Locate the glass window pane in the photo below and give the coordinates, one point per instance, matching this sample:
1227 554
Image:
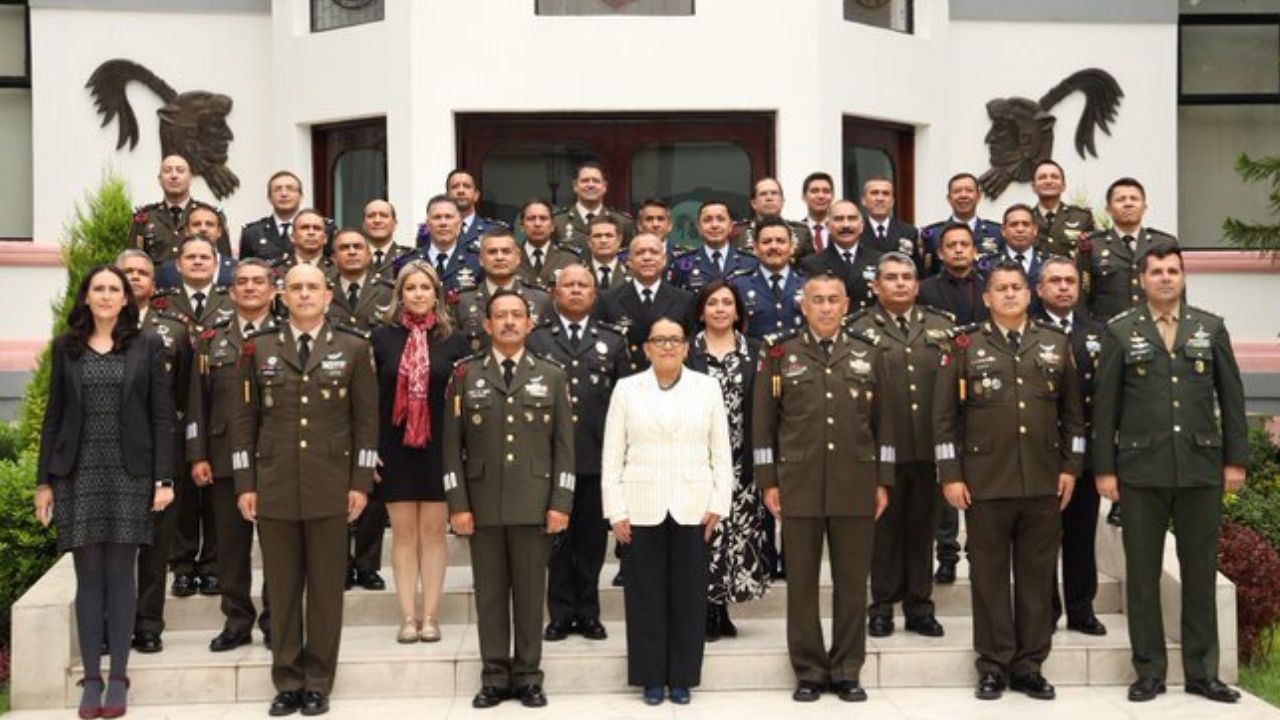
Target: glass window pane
357 176
1230 59
682 174
890 14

EXERCISE
Turn the material above into a numbered list, one line per item, skipping any blank lines. Leave out the pictures.

EXPECTED OUTPUT
1. Locate the glass window pane in the photo below and give the coordinates, one point per instance, matching this sample:
2. 1227 554
3. Image:
4. Target: glass window pane
5. 357 176
6. 1230 59
7. 682 174
8. 890 14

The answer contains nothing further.